What needs to be done:
How many lines in the items below contain the string "black"? Case counts. Give only the number.

(Entries from a pointing dataset)

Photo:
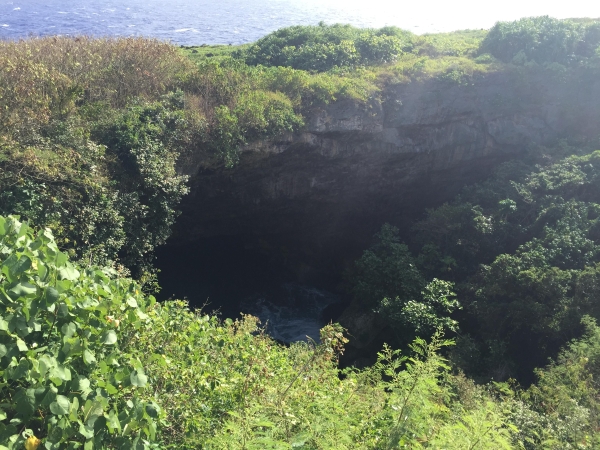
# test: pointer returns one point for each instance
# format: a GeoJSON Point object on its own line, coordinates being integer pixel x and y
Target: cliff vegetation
{"type": "Point", "coordinates": [489, 305]}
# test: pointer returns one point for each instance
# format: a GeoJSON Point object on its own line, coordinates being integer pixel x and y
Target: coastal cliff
{"type": "Point", "coordinates": [321, 193]}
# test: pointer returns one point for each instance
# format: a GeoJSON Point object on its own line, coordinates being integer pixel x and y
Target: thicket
{"type": "Point", "coordinates": [323, 47]}
{"type": "Point", "coordinates": [87, 360]}
{"type": "Point", "coordinates": [543, 40]}
{"type": "Point", "coordinates": [93, 137]}
{"type": "Point", "coordinates": [522, 251]}
{"type": "Point", "coordinates": [93, 133]}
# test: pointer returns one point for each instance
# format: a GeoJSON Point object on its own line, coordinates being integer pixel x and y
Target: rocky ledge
{"type": "Point", "coordinates": [316, 197]}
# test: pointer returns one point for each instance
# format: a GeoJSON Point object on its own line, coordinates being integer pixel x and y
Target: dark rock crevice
{"type": "Point", "coordinates": [313, 199]}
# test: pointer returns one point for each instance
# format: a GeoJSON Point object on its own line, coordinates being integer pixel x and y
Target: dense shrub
{"type": "Point", "coordinates": [320, 48]}
{"type": "Point", "coordinates": [523, 249]}
{"type": "Point", "coordinates": [541, 39]}
{"type": "Point", "coordinates": [64, 377]}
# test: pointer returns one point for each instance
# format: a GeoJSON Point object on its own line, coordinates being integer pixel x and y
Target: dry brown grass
{"type": "Point", "coordinates": [41, 77]}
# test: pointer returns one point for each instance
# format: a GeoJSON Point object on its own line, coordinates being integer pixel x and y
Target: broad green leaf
{"type": "Point", "coordinates": [108, 337]}
{"type": "Point", "coordinates": [52, 295]}
{"type": "Point", "coordinates": [21, 266]}
{"type": "Point", "coordinates": [25, 402]}
{"type": "Point", "coordinates": [61, 259]}
{"type": "Point", "coordinates": [68, 329]}
{"type": "Point", "coordinates": [138, 378]}
{"type": "Point", "coordinates": [85, 431]}
{"type": "Point", "coordinates": [88, 357]}
{"type": "Point", "coordinates": [47, 396]}
{"type": "Point", "coordinates": [22, 290]}
{"type": "Point", "coordinates": [21, 345]}
{"type": "Point", "coordinates": [59, 374]}
{"type": "Point", "coordinates": [60, 406]}
{"type": "Point", "coordinates": [68, 273]}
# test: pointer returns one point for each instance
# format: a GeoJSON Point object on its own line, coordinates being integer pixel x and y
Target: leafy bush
{"type": "Point", "coordinates": [523, 249]}
{"type": "Point", "coordinates": [64, 378]}
{"type": "Point", "coordinates": [386, 279]}
{"type": "Point", "coordinates": [320, 48]}
{"type": "Point", "coordinates": [542, 39]}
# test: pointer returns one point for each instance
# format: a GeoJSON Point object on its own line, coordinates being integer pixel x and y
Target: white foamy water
{"type": "Point", "coordinates": [239, 21]}
{"type": "Point", "coordinates": [293, 317]}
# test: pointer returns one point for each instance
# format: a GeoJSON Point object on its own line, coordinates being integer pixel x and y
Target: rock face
{"type": "Point", "coordinates": [320, 194]}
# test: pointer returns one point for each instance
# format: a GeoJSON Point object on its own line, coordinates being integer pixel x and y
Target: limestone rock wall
{"type": "Point", "coordinates": [326, 190]}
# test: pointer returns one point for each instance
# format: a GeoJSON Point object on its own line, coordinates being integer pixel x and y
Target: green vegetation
{"type": "Point", "coordinates": [523, 252]}
{"type": "Point", "coordinates": [86, 360]}
{"type": "Point", "coordinates": [93, 135]}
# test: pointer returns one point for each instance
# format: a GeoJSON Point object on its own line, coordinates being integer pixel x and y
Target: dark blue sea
{"type": "Point", "coordinates": [192, 22]}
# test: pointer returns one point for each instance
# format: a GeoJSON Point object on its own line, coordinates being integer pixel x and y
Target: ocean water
{"type": "Point", "coordinates": [190, 22]}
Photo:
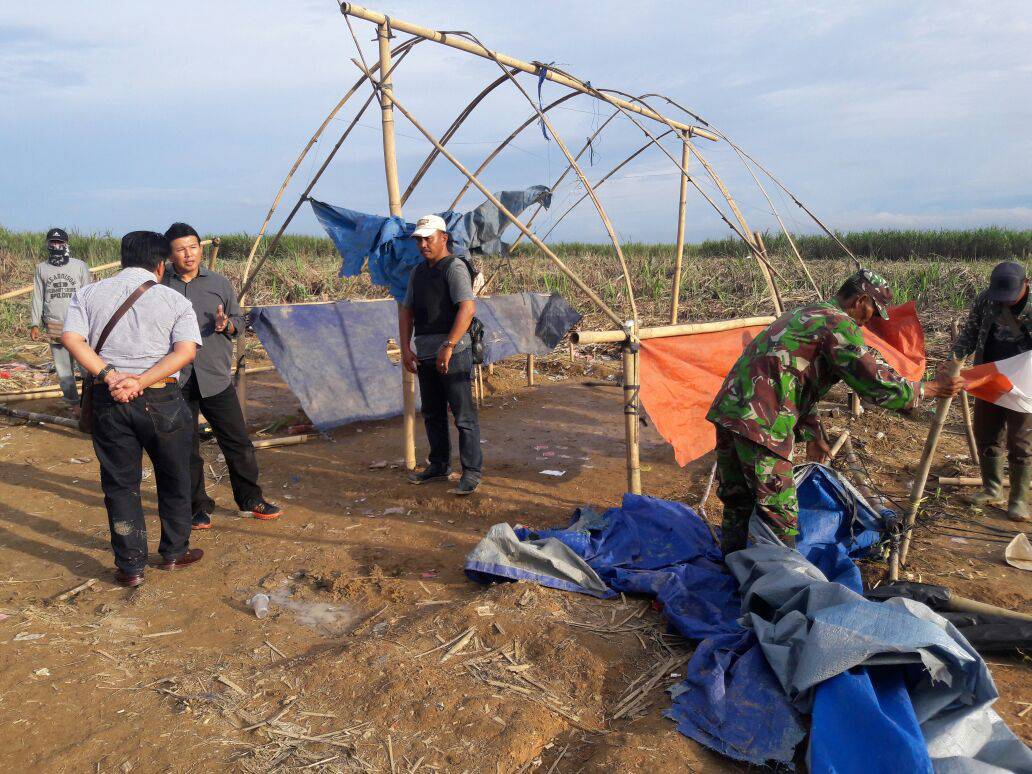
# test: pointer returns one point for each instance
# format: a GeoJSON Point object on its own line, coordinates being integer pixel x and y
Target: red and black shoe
{"type": "Point", "coordinates": [265, 511]}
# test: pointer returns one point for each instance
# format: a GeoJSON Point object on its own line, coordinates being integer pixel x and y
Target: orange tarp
{"type": "Point", "coordinates": [900, 341]}
{"type": "Point", "coordinates": [680, 376]}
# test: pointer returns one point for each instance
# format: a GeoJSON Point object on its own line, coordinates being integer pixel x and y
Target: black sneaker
{"type": "Point", "coordinates": [201, 520]}
{"type": "Point", "coordinates": [427, 475]}
{"type": "Point", "coordinates": [265, 511]}
{"type": "Point", "coordinates": [465, 486]}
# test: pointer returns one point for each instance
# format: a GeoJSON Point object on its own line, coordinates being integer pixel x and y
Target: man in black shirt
{"type": "Point", "coordinates": [1000, 326]}
{"type": "Point", "coordinates": [439, 305]}
{"type": "Point", "coordinates": [207, 386]}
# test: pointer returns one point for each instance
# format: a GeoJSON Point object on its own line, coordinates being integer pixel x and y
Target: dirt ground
{"type": "Point", "coordinates": [378, 653]}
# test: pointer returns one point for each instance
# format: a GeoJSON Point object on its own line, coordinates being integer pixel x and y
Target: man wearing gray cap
{"type": "Point", "coordinates": [439, 305]}
{"type": "Point", "coordinates": [1000, 326]}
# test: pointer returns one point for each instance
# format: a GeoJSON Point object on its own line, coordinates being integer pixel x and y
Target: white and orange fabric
{"type": "Point", "coordinates": [1006, 383]}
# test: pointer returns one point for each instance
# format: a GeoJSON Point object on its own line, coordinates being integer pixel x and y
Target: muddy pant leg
{"type": "Point", "coordinates": [770, 477]}
{"type": "Point", "coordinates": [734, 491]}
{"type": "Point", "coordinates": [990, 422]}
{"type": "Point", "coordinates": [120, 454]}
{"type": "Point", "coordinates": [64, 366]}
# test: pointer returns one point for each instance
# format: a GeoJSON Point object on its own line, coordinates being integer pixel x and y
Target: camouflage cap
{"type": "Point", "coordinates": [876, 287]}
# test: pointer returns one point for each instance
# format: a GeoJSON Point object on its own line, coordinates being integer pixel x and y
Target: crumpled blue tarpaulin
{"type": "Point", "coordinates": [732, 700]}
{"type": "Point", "coordinates": [333, 356]}
{"type": "Point", "coordinates": [391, 252]}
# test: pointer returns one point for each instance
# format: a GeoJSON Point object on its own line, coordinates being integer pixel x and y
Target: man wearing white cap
{"type": "Point", "coordinates": [438, 307]}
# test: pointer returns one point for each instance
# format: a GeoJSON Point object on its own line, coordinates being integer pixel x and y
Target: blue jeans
{"type": "Point", "coordinates": [454, 389]}
{"type": "Point", "coordinates": [158, 421]}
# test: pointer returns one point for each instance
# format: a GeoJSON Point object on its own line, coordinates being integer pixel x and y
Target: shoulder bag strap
{"type": "Point", "coordinates": [120, 312]}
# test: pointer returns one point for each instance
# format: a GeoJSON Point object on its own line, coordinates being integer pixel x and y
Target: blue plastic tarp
{"type": "Point", "coordinates": [387, 244]}
{"type": "Point", "coordinates": [333, 356]}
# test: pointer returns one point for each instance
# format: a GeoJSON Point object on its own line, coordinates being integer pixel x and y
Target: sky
{"type": "Point", "coordinates": [876, 115]}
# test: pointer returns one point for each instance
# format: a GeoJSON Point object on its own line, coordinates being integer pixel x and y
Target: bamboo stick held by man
{"type": "Point", "coordinates": [207, 384]}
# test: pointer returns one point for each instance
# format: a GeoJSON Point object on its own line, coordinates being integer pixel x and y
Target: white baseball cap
{"type": "Point", "coordinates": [426, 225]}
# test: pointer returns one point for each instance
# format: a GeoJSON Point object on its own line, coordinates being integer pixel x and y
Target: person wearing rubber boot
{"type": "Point", "coordinates": [438, 308]}
{"type": "Point", "coordinates": [999, 326]}
{"type": "Point", "coordinates": [53, 285]}
{"type": "Point", "coordinates": [769, 400]}
{"type": "Point", "coordinates": [207, 384]}
{"type": "Point", "coordinates": [135, 336]}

The solution:
3